### Stated problem
Please count the lines below that contain the word "white", with case counting, and reply with only that number.

• • •

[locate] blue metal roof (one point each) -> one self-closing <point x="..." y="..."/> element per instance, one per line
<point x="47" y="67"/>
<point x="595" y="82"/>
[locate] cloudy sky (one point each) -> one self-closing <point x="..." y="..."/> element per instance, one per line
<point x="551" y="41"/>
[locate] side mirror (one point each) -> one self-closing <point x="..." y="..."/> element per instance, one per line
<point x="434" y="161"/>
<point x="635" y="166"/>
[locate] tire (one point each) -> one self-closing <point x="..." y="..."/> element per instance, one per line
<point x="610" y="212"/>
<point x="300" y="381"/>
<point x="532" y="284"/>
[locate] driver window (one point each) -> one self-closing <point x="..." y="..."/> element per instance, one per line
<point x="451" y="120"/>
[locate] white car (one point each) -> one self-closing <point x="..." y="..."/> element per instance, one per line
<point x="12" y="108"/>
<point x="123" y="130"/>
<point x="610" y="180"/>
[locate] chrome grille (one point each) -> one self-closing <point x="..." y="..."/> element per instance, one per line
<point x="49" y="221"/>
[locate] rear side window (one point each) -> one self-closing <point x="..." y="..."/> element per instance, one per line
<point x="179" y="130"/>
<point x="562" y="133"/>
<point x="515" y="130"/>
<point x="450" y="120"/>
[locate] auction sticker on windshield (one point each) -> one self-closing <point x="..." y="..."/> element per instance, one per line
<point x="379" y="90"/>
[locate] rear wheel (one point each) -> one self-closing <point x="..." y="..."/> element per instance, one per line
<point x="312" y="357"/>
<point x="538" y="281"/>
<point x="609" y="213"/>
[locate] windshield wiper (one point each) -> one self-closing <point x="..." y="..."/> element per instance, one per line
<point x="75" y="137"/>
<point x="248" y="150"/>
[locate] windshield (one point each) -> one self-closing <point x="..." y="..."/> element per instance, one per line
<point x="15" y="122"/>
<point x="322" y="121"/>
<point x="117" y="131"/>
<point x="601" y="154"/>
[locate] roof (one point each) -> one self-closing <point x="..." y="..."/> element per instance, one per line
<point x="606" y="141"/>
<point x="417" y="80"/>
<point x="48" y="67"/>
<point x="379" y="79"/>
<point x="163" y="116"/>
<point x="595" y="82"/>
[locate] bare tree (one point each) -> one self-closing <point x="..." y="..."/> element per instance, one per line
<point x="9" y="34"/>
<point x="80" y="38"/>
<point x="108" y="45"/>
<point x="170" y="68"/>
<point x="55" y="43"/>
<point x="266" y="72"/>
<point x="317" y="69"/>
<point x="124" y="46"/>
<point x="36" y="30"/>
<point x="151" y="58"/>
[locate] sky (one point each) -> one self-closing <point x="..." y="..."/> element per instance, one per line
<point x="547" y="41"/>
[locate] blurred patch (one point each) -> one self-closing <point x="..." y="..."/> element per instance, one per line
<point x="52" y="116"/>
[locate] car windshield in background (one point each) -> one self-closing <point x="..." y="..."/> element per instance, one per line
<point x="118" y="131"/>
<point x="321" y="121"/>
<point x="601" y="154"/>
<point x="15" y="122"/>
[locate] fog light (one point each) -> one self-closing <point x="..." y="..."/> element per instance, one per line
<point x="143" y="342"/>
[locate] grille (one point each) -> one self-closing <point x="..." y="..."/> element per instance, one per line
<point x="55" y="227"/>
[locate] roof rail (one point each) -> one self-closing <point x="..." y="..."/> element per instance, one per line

• • •

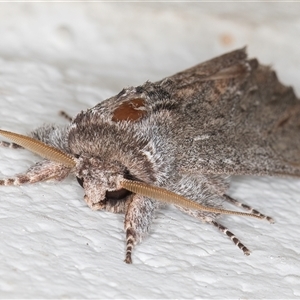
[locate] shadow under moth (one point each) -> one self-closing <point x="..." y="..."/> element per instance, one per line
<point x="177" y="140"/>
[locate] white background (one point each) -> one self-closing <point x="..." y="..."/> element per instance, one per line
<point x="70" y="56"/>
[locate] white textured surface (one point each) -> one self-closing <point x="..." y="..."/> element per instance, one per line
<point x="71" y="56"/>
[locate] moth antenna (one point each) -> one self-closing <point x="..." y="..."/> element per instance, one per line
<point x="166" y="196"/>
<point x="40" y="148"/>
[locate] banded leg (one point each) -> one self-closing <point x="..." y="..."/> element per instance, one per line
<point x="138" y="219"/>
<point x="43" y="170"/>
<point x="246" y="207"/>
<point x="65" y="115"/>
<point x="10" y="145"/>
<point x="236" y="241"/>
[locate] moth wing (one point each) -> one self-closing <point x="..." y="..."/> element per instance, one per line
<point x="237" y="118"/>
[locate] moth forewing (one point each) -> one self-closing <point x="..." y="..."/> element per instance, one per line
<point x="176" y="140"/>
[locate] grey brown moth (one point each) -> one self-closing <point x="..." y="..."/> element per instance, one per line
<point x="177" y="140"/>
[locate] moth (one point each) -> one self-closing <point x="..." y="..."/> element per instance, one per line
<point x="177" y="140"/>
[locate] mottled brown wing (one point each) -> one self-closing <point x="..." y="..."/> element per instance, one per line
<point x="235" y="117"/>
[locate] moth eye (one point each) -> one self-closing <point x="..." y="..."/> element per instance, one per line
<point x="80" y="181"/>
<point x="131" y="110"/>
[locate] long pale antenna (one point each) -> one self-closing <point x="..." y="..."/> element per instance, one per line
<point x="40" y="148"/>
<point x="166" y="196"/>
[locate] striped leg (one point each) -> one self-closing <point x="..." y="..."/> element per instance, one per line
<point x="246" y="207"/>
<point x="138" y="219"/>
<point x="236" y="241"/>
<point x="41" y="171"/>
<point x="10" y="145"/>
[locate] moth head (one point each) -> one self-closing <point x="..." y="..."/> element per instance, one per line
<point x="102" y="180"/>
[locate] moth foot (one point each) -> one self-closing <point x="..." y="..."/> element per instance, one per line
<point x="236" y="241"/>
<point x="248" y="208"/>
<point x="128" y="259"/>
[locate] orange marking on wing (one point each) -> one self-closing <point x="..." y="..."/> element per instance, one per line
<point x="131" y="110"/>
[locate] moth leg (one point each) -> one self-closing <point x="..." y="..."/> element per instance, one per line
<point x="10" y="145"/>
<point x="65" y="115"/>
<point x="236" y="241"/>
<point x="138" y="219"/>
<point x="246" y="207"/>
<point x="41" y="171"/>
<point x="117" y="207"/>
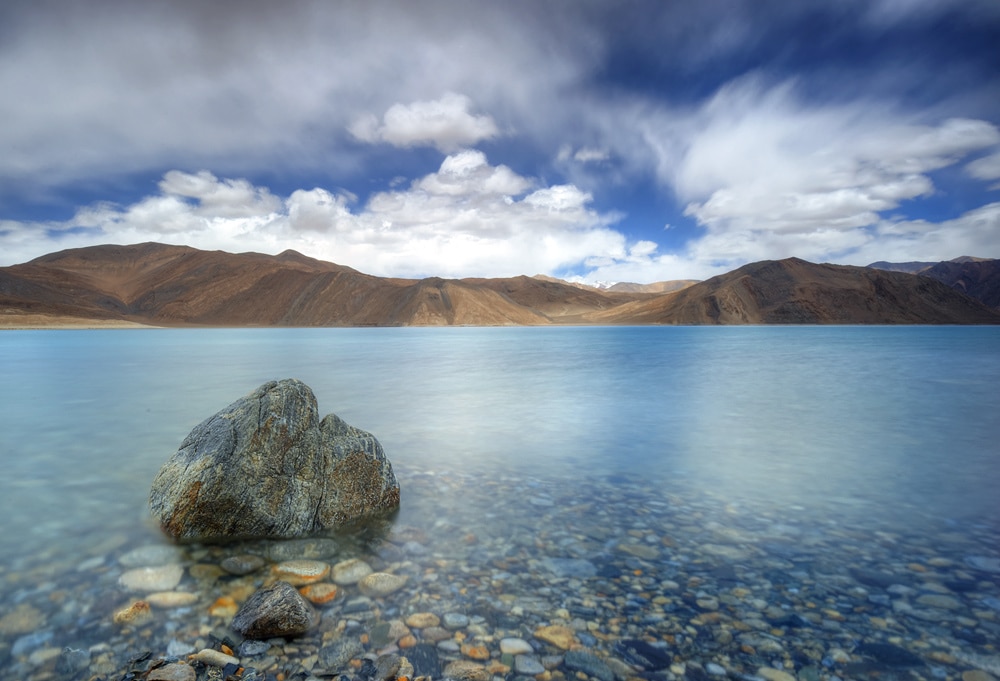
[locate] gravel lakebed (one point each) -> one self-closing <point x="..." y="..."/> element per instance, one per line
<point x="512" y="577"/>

• • •

### Correct result
3